Exercise task
Take the line containing "slope in this photo." and every line after it in the data below, and print them exactly as given, with nothing else.

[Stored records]

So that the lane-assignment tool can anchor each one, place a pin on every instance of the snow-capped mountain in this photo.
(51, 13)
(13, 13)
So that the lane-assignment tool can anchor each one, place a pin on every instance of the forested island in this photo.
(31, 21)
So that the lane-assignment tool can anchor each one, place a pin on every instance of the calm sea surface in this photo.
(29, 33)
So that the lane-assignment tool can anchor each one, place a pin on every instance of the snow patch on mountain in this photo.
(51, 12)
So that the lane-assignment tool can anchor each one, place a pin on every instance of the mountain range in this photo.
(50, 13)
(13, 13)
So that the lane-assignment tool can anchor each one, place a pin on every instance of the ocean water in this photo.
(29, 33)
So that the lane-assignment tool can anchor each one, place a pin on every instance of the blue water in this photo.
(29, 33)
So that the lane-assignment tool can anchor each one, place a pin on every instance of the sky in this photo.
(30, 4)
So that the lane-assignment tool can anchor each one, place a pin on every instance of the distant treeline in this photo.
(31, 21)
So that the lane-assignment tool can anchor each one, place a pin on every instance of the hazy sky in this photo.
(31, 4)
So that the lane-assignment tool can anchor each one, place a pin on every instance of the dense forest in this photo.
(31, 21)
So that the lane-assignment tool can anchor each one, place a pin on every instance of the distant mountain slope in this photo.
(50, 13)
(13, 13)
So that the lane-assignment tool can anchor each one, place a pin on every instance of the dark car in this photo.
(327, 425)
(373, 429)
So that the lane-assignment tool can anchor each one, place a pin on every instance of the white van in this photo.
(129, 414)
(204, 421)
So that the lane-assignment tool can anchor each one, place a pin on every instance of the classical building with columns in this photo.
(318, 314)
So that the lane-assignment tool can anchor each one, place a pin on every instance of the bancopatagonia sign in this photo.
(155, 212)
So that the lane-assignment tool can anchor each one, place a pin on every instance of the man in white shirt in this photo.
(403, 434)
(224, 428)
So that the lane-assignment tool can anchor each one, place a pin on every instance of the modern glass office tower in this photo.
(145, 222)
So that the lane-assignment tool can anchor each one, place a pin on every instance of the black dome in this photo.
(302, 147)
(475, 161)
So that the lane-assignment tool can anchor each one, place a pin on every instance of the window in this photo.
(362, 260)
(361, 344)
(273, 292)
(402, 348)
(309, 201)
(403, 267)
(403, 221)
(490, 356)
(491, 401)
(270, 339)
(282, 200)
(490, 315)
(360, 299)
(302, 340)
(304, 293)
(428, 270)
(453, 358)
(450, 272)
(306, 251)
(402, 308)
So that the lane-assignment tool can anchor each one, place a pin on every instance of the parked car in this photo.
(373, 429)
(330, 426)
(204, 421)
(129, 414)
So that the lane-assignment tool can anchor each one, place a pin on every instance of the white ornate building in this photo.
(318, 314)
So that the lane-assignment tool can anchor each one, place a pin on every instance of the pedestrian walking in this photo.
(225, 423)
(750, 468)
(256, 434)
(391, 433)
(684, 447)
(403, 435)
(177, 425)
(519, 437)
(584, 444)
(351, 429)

Response to the task
So that the lane-assignment tool can anchor each one, place a pin on every instance of the distant mountain slope in this photo.
(50, 13)
(13, 13)
So that the lane-assignment tool can anchor each one, place a pin on every instance of the dark car in this photo.
(327, 425)
(373, 429)
So that the lane-assignment tool can anchor each one, place a pin on every instance of the white van in this photo.
(129, 414)
(204, 421)
So that the lane-assignment tool can anchor each one, place a pin on every instance of the classical building with columns in this photo.
(318, 314)
So that the lane-assignment tool can anchor each one, place a pin on every instance of the bancopatagonia sign in this photo.
(155, 212)
So that the lane-assignment tool can anchor each one, place a pin on every instance of the man in white shirt in this photo.
(403, 434)
(224, 428)
So that the lane-assignment tool can anchor each one, place a pin on every instance of the modern glass office tower in this photo.
(145, 222)
So that the lane-assignment tool can anchor each one, place a pin on every instance of the black dome in this photo.
(302, 147)
(475, 161)
So that the lane-assignment tool can anchor each one, place a pin on every instance of the window in this photo.
(362, 260)
(361, 344)
(273, 292)
(402, 348)
(309, 201)
(403, 267)
(403, 221)
(490, 356)
(491, 401)
(270, 339)
(282, 200)
(490, 315)
(360, 299)
(302, 340)
(304, 293)
(428, 270)
(453, 358)
(450, 272)
(306, 251)
(402, 308)
So that the lane-assignment tool can anchor each one, place a pin on every instance of the parked car in this photo.
(373, 429)
(330, 426)
(204, 421)
(129, 414)
So that the lane-assignment tool can anchor each one, place a pin on every instance of the white ornate building in this photo.
(318, 314)
So that the lane-assignment tool can anchor each one, place a pin on every instance of the pedestrian walking in this photo.
(225, 423)
(750, 468)
(256, 434)
(391, 433)
(684, 447)
(403, 435)
(177, 425)
(519, 437)
(584, 444)
(351, 429)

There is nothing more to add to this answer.